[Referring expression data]
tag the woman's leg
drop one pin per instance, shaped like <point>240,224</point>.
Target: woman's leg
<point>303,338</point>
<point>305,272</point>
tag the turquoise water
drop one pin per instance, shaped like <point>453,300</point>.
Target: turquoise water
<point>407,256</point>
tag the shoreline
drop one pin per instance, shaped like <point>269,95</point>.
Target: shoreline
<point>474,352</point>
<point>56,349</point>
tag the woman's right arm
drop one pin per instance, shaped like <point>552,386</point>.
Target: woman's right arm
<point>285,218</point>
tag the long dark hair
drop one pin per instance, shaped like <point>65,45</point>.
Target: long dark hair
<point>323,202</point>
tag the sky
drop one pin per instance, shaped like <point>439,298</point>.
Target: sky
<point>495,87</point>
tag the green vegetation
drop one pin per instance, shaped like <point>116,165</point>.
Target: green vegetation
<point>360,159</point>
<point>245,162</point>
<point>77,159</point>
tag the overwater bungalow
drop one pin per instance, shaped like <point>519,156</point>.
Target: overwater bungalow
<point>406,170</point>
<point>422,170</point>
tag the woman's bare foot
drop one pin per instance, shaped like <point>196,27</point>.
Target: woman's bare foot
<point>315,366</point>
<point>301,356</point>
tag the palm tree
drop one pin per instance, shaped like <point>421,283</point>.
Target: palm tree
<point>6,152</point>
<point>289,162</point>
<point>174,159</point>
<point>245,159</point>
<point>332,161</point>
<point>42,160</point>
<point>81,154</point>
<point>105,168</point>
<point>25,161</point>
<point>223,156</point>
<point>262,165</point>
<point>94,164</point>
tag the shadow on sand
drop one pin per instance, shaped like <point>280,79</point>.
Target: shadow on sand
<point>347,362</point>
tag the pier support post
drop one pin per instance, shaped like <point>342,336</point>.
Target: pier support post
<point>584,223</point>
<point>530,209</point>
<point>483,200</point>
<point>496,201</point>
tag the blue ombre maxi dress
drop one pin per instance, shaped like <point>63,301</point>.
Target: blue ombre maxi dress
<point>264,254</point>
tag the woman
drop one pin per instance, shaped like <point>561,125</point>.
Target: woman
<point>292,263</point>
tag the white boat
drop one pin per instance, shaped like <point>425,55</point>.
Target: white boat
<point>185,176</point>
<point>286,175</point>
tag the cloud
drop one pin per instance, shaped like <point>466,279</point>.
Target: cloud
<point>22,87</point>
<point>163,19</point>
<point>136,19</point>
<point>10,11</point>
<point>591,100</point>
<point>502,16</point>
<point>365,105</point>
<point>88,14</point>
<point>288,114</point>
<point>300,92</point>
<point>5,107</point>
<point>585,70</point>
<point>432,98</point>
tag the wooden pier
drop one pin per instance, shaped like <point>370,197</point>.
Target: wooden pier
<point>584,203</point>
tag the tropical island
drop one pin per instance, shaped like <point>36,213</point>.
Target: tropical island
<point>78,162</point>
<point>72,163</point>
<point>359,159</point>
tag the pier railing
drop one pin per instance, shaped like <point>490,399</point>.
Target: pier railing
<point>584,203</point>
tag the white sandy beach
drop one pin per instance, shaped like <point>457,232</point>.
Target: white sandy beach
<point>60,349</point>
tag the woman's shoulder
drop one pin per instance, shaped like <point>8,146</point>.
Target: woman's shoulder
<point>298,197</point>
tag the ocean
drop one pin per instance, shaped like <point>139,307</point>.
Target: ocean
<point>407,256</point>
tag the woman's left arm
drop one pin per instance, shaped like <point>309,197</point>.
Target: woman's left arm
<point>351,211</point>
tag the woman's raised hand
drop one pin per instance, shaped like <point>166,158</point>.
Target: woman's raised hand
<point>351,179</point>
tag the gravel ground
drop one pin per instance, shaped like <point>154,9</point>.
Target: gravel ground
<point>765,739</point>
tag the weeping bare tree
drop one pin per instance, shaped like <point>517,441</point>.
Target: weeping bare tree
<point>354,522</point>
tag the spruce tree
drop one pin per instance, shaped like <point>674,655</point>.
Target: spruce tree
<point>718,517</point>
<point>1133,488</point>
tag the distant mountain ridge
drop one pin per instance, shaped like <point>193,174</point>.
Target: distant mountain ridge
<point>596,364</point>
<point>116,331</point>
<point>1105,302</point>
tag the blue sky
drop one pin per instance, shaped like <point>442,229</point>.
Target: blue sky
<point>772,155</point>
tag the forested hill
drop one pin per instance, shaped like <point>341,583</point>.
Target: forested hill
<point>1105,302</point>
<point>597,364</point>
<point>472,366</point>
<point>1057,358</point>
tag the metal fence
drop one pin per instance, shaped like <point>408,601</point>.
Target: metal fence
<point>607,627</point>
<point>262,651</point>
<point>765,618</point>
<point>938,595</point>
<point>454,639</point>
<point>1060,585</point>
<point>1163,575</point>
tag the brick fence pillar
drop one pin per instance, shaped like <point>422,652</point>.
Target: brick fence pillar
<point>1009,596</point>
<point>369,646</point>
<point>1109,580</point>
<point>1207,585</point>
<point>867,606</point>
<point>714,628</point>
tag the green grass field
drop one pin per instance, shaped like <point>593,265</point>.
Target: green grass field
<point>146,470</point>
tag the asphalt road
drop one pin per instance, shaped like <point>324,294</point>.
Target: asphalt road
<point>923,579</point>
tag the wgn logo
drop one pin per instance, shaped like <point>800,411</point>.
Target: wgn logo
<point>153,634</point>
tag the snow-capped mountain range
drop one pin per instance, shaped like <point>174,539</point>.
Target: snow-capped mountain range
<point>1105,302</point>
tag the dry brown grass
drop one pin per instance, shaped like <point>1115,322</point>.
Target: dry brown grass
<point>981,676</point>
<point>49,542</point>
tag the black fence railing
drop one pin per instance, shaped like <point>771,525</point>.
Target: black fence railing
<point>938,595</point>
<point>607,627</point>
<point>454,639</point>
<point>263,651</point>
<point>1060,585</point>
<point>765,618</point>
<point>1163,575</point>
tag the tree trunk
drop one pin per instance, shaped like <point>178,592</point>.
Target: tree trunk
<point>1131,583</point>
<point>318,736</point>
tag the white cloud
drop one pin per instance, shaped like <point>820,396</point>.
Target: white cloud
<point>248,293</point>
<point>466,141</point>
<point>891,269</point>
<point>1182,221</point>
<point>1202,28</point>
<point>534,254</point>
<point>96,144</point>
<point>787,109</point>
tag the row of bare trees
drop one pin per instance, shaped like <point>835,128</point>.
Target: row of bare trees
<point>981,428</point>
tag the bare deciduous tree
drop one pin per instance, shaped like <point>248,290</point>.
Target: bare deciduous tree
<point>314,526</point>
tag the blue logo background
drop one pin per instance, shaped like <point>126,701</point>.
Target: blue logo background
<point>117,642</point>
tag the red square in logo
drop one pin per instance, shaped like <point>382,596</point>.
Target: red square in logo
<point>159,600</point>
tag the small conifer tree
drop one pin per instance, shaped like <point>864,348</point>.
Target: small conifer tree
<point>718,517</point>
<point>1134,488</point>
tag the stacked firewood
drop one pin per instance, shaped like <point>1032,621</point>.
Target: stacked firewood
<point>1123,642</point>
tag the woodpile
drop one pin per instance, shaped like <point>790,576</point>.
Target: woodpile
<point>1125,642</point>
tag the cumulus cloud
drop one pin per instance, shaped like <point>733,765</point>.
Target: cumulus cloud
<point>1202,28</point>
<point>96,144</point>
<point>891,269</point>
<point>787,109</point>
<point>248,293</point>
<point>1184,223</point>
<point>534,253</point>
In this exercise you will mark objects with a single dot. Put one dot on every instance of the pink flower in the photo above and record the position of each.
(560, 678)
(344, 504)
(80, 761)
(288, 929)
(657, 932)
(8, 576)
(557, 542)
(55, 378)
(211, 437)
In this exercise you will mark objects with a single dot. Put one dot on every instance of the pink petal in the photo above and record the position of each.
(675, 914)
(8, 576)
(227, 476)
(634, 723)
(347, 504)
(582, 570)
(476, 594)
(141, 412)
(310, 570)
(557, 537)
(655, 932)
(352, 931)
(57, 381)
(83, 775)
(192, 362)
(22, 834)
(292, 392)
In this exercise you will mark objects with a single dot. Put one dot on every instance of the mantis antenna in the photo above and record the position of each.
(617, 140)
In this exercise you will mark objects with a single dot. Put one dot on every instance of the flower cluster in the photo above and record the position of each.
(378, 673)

Required action →
There is a run of lines above from the one with "tag the white sandy beach" to the one with "drop one pin per instance, shaped like <point>674,655</point>."; print exactly that run, both ends included, and nothing else.

Exercise solution →
tag the white sandy beach
drop one pin per instance, shaped like <point>457,232</point>.
Target: white sandy beach
<point>60,349</point>
tag the woman's shoulder
drop one pin per instance, shaped like <point>8,146</point>.
Target: woman's shoulder
<point>298,197</point>
tag the ocean
drop one pin per instance, shaped like <point>139,307</point>.
Target: ocean
<point>407,256</point>
tag the woman's left arm
drop one pin per instance, shaped like <point>309,197</point>.
Target: woman's left arm
<point>351,211</point>
tag the woman's raised hand
drop one pin per instance, shaped like <point>166,158</point>.
Target: woman's raised hand
<point>351,179</point>
tag the gravel ground
drop one pin per instance, shaped like <point>154,9</point>.
Target: gravel ground
<point>765,739</point>
tag the weeping bare tree
drop one pin per instance, shaped like <point>517,441</point>.
Target: weeping bare tree
<point>354,522</point>
tag the spruce tree
drop one pin per instance, shaped like <point>674,655</point>.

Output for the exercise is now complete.